Problem description
Start at the line that has "Phrase: leafy tree" and stop at the end of the material below, then write those lines out again with "combat helmet" changed to "army helmet" and everything else left the same.

Data for the task
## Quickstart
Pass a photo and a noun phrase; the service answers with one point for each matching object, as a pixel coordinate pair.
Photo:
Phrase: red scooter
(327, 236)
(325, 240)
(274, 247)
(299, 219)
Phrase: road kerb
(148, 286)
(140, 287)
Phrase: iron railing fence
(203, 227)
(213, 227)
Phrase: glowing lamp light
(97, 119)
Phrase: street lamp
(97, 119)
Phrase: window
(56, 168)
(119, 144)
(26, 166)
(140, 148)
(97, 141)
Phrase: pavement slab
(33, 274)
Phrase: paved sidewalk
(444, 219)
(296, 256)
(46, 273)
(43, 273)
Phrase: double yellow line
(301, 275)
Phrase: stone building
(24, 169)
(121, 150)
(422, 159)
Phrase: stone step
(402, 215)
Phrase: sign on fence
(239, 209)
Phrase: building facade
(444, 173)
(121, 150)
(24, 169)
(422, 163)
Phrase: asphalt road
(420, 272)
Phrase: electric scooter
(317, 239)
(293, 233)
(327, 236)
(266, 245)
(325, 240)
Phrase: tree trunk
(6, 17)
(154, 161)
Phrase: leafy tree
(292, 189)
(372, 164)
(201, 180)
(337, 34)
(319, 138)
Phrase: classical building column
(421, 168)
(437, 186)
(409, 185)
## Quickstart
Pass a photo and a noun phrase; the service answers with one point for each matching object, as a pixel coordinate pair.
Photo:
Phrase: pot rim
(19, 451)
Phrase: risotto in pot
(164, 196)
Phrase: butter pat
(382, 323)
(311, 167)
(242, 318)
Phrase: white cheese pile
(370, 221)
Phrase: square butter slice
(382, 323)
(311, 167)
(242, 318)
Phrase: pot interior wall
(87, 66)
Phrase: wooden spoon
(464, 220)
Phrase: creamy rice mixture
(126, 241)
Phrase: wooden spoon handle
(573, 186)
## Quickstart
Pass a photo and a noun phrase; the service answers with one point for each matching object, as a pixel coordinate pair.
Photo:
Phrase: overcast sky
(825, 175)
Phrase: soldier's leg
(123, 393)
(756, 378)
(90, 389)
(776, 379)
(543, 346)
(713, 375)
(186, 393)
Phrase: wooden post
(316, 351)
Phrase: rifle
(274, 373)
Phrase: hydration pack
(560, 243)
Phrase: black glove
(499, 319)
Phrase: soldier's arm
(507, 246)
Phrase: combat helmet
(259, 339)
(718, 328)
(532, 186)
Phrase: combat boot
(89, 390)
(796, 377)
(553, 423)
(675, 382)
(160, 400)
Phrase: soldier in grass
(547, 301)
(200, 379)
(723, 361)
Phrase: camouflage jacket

Result of this exercise
Phrase: leafy tree
(292, 189)
(372, 164)
(201, 180)
(337, 34)
(319, 138)
Phrase: classical building column
(421, 168)
(437, 186)
(409, 185)
## Quickstart
Pass a photo and a noun phrase; the service answers with one point for each matching object, as a pixel coordinate pair.
Photo:
Phrase: pot rim
(19, 451)
Phrase: risotto in pot
(164, 196)
Phrase: butter pat
(382, 323)
(311, 167)
(242, 318)
Phrase: white cheese pile
(370, 221)
Phrase: square butter slice
(382, 323)
(311, 167)
(242, 318)
Phrase: pot interior wall
(87, 66)
Phrase: wooden spoon
(464, 220)
Phrase: creamy rice mixture
(126, 241)
Phrase: wooden spoon handle
(573, 186)
## Quickstart
Pass a photo and a noun phrase; the service answers with one point for each matching object, as a pixel coordinate pair.
Photo:
Phrase: overcast sky
(825, 175)
Phrase: soldier's leg
(123, 393)
(756, 378)
(90, 389)
(776, 379)
(543, 346)
(713, 375)
(186, 393)
Phrase: wooden post
(316, 351)
Phrase: rifle
(274, 373)
Phrase: hydration pack
(560, 243)
Phrase: black glove
(499, 319)
Phrase: soldier's arm
(507, 246)
Phrase: army helmet
(259, 339)
(718, 328)
(532, 186)
Phrase: combat boot
(89, 390)
(796, 377)
(553, 423)
(675, 382)
(160, 400)
Phrase: soldier in grass
(547, 301)
(200, 379)
(723, 361)
Phrase: camouflage jacket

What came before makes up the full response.